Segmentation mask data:
((
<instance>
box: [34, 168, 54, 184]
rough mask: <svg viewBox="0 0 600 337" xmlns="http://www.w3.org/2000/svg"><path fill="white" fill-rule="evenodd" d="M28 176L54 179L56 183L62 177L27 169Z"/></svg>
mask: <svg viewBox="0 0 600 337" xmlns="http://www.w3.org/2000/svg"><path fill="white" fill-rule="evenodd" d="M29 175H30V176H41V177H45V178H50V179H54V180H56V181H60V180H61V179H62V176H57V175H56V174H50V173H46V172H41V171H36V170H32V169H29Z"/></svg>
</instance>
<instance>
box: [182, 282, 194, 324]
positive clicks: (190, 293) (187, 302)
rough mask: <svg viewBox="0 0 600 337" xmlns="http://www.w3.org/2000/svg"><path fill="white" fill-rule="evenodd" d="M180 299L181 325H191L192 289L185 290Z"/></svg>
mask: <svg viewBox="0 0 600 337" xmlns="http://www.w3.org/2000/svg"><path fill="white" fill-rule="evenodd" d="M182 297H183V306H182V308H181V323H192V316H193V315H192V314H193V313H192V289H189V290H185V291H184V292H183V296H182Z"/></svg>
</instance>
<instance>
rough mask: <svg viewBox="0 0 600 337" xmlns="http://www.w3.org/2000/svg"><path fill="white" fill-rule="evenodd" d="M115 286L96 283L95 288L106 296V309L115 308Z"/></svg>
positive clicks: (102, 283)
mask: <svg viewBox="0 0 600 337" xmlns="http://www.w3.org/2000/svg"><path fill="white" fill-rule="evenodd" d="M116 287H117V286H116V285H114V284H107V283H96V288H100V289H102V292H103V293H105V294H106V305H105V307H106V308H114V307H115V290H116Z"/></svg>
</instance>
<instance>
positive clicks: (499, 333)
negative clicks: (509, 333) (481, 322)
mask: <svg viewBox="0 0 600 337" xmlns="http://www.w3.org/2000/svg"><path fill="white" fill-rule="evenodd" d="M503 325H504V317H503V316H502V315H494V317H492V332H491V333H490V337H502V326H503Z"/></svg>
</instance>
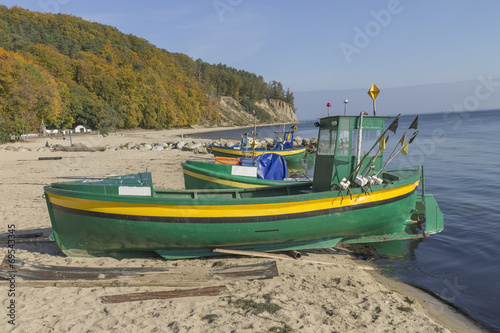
))
# [Brief]
Line by line, write out the data above exactly, without the pictures.

# [Reply]
<instance>
box: [34, 168, 54, 184]
rough mask: <svg viewBox="0 0 600 337" xmlns="http://www.w3.org/2000/svg"><path fill="white" fill-rule="evenodd" d="M28 176L54 179L56 183L62 177L27 169Z"/></svg>
mask: <svg viewBox="0 0 600 337" xmlns="http://www.w3.org/2000/svg"><path fill="white" fill-rule="evenodd" d="M29 175H30V176H41V177H45V178H50V179H54V180H56V181H60V180H61V179H62V176H57V175H56V174H50V173H46V172H41V171H36V170H32V169H29Z"/></svg>
</instance>
<instance>
box: [182, 282, 194, 324]
positive clicks: (190, 293) (187, 302)
rough mask: <svg viewBox="0 0 600 337" xmlns="http://www.w3.org/2000/svg"><path fill="white" fill-rule="evenodd" d="M180 299L181 325H191L192 289L185 290Z"/></svg>
mask: <svg viewBox="0 0 600 337" xmlns="http://www.w3.org/2000/svg"><path fill="white" fill-rule="evenodd" d="M182 297H183V306H182V308H181V323H192V316H193V315H192V314H193V313H192V289H189V290H185V291H184V292H183V296H182Z"/></svg>
</instance>
<instance>
rough mask: <svg viewBox="0 0 600 337" xmlns="http://www.w3.org/2000/svg"><path fill="white" fill-rule="evenodd" d="M115 286L96 283L95 288L106 296V309L115 308Z"/></svg>
positive clicks: (102, 283)
mask: <svg viewBox="0 0 600 337" xmlns="http://www.w3.org/2000/svg"><path fill="white" fill-rule="evenodd" d="M116 287H117V286H116V285H114V284H107V283H96V288H100V289H102V292H103V293H105V294H106V305H105V307H106V308H114V307H115V290H116Z"/></svg>
</instance>
<instance>
positive clicks: (499, 333)
negative clicks: (509, 333) (481, 322)
mask: <svg viewBox="0 0 600 337" xmlns="http://www.w3.org/2000/svg"><path fill="white" fill-rule="evenodd" d="M503 325H504V317H503V316H502V315H494V317H492V332H491V333H490V337H502V326H503Z"/></svg>
</instance>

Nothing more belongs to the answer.